Exercise instructions
Print each of the entries exactly, leaving nothing out.

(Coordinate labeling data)
================

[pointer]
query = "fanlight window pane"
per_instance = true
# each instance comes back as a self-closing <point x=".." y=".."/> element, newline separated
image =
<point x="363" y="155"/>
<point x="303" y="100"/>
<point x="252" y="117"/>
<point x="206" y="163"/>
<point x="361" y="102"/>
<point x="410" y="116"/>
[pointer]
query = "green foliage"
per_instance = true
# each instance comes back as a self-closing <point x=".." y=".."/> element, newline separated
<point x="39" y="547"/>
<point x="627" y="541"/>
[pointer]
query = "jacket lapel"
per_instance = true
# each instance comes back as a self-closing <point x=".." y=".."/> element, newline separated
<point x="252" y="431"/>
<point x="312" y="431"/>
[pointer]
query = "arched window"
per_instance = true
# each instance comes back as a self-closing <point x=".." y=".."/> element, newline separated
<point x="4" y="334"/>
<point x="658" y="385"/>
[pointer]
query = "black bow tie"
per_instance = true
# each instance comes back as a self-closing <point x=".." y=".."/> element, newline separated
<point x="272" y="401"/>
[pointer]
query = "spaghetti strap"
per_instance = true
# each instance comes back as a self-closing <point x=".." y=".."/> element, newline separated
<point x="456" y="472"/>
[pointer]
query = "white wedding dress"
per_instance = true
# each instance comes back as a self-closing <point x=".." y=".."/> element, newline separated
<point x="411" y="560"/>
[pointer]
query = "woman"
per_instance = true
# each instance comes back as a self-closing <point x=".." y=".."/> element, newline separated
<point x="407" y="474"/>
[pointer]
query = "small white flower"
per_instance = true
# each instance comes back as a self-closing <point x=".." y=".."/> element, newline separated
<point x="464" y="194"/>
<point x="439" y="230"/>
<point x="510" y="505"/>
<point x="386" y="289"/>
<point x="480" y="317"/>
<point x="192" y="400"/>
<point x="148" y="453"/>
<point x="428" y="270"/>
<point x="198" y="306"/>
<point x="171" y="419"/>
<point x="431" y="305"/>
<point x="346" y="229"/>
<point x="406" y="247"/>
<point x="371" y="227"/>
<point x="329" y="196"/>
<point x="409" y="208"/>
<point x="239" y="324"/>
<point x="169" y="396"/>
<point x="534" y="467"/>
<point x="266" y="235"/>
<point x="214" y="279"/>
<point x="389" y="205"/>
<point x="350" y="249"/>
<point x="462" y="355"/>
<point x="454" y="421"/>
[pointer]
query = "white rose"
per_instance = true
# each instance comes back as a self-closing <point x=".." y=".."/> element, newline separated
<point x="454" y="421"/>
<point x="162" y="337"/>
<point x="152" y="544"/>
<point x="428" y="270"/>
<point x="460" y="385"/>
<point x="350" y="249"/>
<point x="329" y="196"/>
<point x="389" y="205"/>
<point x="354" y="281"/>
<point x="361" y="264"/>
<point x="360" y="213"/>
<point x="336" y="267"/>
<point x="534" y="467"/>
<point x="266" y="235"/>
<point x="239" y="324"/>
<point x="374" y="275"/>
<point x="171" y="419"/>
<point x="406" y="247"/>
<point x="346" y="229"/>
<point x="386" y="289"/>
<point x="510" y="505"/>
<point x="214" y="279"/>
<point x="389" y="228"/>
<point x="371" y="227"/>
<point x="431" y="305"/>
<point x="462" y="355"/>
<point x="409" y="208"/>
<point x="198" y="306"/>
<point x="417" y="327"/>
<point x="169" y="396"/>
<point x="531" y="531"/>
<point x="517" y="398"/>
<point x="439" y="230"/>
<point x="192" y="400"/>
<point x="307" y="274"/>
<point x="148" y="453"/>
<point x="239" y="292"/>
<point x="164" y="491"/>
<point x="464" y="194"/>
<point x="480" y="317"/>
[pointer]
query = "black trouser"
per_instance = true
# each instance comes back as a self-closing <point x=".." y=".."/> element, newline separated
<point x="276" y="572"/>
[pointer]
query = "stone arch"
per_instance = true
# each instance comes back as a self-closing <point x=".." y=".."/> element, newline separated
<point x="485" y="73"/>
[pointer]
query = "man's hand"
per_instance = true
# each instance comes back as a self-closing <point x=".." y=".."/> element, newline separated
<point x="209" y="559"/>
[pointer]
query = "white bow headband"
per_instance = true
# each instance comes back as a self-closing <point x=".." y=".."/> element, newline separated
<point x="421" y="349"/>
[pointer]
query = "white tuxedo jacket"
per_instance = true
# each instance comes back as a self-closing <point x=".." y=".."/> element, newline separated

================

Response for this exercise
[pointer]
query = "fanlight window pane"
per_instance = true
# each instance comes back as a self-closing <point x=".." y=".."/> element, newline separated
image =
<point x="363" y="155"/>
<point x="303" y="100"/>
<point x="252" y="117"/>
<point x="206" y="163"/>
<point x="361" y="102"/>
<point x="410" y="116"/>
[pointer]
query = "green foliage"
per_instance = true
# each instance comes back as a self-closing <point x=".." y=".."/> element, newline separated
<point x="39" y="547"/>
<point x="627" y="541"/>
[pointer]
query = "jacket lapel"
per_instance = true
# each instance comes back as a self-closing <point x=".." y=".."/> element, newline separated
<point x="252" y="431"/>
<point x="312" y="431"/>
[pointer]
query = "arched window"
per_instance = true
# each instance comes back as a self-closing <point x=".." y=".."/> element, newline separated
<point x="4" y="334"/>
<point x="658" y="385"/>
[pointer]
query = "black bow tie"
per_instance = true
# each instance comes back as a self-closing <point x=".." y=".."/> element, newline separated
<point x="272" y="401"/>
[pointer]
query = "spaghetti strap"
per_instance = true
# each instance comes back as a self-closing <point x=".." y=".."/> element, newline separated
<point x="456" y="472"/>
[pointer]
query = "white wedding dress"
per_instance = true
# each instance comes back as a self-closing <point x=".." y=".."/> element, newline separated
<point x="411" y="560"/>
[pointer]
query = "woman"
per_instance = true
# each instance comes back as a self-closing <point x=".." y=".."/> element, newline separated
<point x="407" y="474"/>
[pointer]
query = "small white flower"
per_instance = true
# each instance comes back as a self-closing <point x=".." y=".."/> element, newline separated
<point x="464" y="194"/>
<point x="439" y="230"/>
<point x="510" y="505"/>
<point x="386" y="289"/>
<point x="480" y="317"/>
<point x="192" y="400"/>
<point x="148" y="453"/>
<point x="428" y="270"/>
<point x="198" y="306"/>
<point x="171" y="419"/>
<point x="431" y="305"/>
<point x="346" y="229"/>
<point x="406" y="247"/>
<point x="371" y="227"/>
<point x="329" y="196"/>
<point x="409" y="208"/>
<point x="239" y="324"/>
<point x="169" y="396"/>
<point x="534" y="467"/>
<point x="266" y="235"/>
<point x="214" y="279"/>
<point x="389" y="205"/>
<point x="350" y="249"/>
<point x="462" y="355"/>
<point x="454" y="421"/>
[pointer]
query = "white rose"
per_instance = true
# each instance comes back as a self-closing <point x=".." y=".."/> element, newline separated
<point x="454" y="421"/>
<point x="162" y="337"/>
<point x="152" y="544"/>
<point x="428" y="270"/>
<point x="460" y="385"/>
<point x="350" y="249"/>
<point x="329" y="196"/>
<point x="389" y="205"/>
<point x="354" y="281"/>
<point x="361" y="264"/>
<point x="360" y="213"/>
<point x="336" y="267"/>
<point x="534" y="467"/>
<point x="266" y="235"/>
<point x="239" y="324"/>
<point x="374" y="275"/>
<point x="171" y="419"/>
<point x="406" y="247"/>
<point x="346" y="229"/>
<point x="386" y="289"/>
<point x="510" y="505"/>
<point x="214" y="279"/>
<point x="389" y="228"/>
<point x="371" y="227"/>
<point x="431" y="305"/>
<point x="462" y="355"/>
<point x="409" y="208"/>
<point x="198" y="306"/>
<point x="417" y="327"/>
<point x="169" y="396"/>
<point x="531" y="531"/>
<point x="517" y="398"/>
<point x="439" y="230"/>
<point x="192" y="400"/>
<point x="307" y="274"/>
<point x="148" y="453"/>
<point x="239" y="292"/>
<point x="164" y="491"/>
<point x="464" y="194"/>
<point x="480" y="317"/>
[pointer]
query = "black trouser"
per_instance = true
# each instance comes back as a self-closing <point x=".." y=".."/> element, newline separated
<point x="276" y="572"/>
[pointer]
query = "stone arch"
per_instance = true
# each instance comes back as a self-closing <point x=".." y=".."/> element, newline separated
<point x="485" y="73"/>
[pointer]
query = "man's hand"
per_instance = true
# each instance comes back as a self-closing <point x=".." y=".."/> element, newline separated
<point x="209" y="559"/>
[pointer]
query = "white bow headband"
per_instance = true
# each instance comes back as a self-closing <point x=".." y=".."/> element, newline separated
<point x="421" y="349"/>
[pointer]
query = "white tuxedo jacket"
per_instance = true
# each instance comes back as a self-closing <point x=".." y=".."/> element, newline separated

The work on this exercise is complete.